Task to complete> Reproduce the items starting at the line containing "For each instance of the antenna" and ending at the line containing "For each instance of the small", swapping "fattest" for "widest" and keeping everything else the same.

Dataset records about where objects are located:
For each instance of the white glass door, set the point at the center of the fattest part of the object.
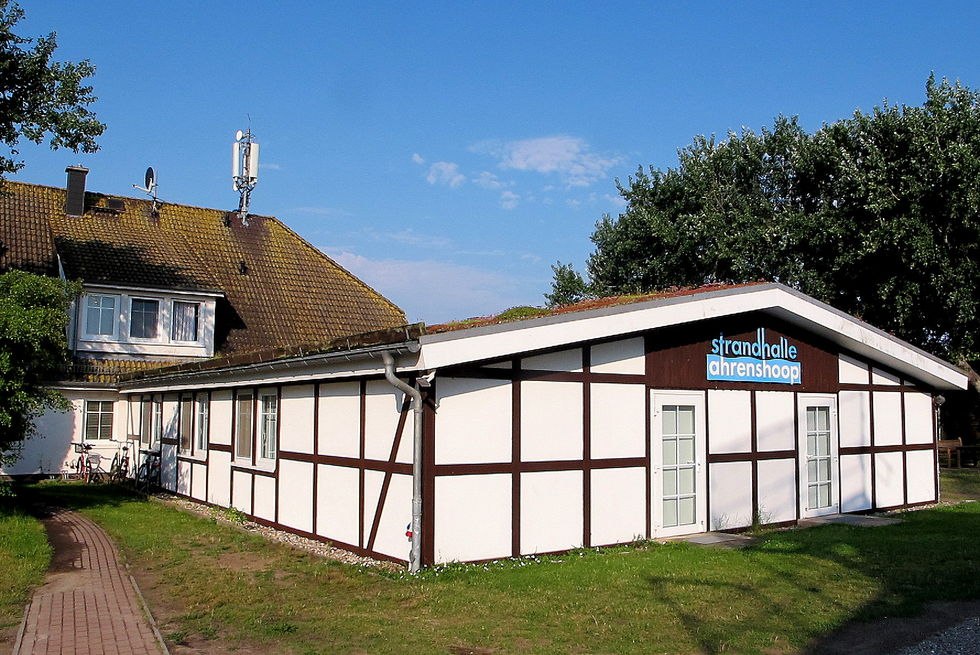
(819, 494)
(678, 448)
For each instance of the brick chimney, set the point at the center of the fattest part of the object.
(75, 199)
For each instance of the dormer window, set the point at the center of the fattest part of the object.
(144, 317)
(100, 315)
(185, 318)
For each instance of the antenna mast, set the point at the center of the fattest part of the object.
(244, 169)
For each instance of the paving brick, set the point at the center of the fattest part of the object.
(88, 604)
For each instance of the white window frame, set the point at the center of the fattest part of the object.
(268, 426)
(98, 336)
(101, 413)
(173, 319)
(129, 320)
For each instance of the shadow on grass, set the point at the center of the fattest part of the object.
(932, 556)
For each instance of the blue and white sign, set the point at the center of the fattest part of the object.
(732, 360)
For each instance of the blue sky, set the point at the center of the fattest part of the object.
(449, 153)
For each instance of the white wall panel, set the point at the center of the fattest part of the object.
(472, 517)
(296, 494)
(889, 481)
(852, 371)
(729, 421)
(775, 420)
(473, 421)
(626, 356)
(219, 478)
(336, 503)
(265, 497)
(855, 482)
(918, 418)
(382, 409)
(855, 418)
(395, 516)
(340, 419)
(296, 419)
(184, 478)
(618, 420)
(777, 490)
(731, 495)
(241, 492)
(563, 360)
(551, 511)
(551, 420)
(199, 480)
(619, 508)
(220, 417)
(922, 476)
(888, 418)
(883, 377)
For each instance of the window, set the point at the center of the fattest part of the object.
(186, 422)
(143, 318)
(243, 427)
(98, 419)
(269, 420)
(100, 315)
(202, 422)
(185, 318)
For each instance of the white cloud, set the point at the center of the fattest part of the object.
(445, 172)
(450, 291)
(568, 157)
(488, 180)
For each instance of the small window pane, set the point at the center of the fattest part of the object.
* * *
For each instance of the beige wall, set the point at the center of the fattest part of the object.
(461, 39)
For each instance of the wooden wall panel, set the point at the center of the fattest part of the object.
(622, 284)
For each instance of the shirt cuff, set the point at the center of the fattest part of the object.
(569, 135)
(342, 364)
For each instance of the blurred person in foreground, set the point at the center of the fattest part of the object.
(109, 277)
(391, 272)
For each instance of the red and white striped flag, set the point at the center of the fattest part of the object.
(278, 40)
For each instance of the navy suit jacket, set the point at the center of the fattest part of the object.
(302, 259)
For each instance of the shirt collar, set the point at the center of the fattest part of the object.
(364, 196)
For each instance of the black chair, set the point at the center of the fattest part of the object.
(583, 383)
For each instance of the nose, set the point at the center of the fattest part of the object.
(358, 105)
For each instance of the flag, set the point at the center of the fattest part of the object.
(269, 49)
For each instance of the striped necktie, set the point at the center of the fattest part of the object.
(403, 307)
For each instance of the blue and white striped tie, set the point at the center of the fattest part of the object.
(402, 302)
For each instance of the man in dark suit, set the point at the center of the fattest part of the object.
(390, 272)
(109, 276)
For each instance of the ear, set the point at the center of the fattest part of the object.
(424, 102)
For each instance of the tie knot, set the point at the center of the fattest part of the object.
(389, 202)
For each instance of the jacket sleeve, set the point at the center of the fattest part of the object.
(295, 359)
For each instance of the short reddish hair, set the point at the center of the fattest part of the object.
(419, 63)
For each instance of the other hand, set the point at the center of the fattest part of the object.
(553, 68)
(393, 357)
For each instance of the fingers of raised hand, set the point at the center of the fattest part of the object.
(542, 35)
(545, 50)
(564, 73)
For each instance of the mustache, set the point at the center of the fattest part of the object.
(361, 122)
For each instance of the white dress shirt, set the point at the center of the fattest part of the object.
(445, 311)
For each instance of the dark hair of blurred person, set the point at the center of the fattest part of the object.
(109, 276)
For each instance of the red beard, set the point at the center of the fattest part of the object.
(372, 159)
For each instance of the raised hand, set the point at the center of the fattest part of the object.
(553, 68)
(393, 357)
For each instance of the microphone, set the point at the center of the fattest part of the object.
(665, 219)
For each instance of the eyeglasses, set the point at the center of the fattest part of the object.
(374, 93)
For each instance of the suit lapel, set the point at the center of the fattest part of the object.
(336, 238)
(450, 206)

Full output>
For each instance of the antenna mast, set the point at the center of the widest part of the object.
(244, 169)
For each instance of the paving brick, set the point at the center of the widest part of the object.
(88, 604)
For each instance of the white window frame, set the point at the center of the widest part of the object.
(268, 426)
(98, 336)
(101, 413)
(173, 319)
(129, 320)
For each instance of the shadow on grass, set the point at the center of the widest part of the object.
(932, 556)
For each instance of the blue and white sign, set the point at the center of the widest part of the object.
(732, 360)
For each instance of the blue sky, set the point at the center of the widest part of the object.
(449, 153)
For each instance of the white wall panel, set the point at the center of the widest part of the object.
(472, 517)
(296, 494)
(889, 481)
(852, 371)
(729, 421)
(775, 420)
(473, 421)
(626, 356)
(219, 478)
(336, 503)
(265, 497)
(855, 482)
(918, 418)
(382, 409)
(855, 418)
(395, 516)
(340, 419)
(296, 419)
(184, 478)
(618, 420)
(777, 490)
(731, 495)
(241, 492)
(563, 360)
(551, 511)
(551, 420)
(199, 480)
(619, 508)
(220, 417)
(922, 476)
(888, 418)
(883, 377)
For each instance of the window, set the point at the center of the widest part of the object.
(186, 422)
(143, 318)
(243, 427)
(98, 419)
(269, 420)
(100, 315)
(202, 422)
(185, 318)
For each instance of the white cloud, set the point at the center of the widest part of the object.
(445, 172)
(450, 291)
(568, 157)
(488, 180)
For each instance of the small window pane, set the point at the center of the widest part of the object.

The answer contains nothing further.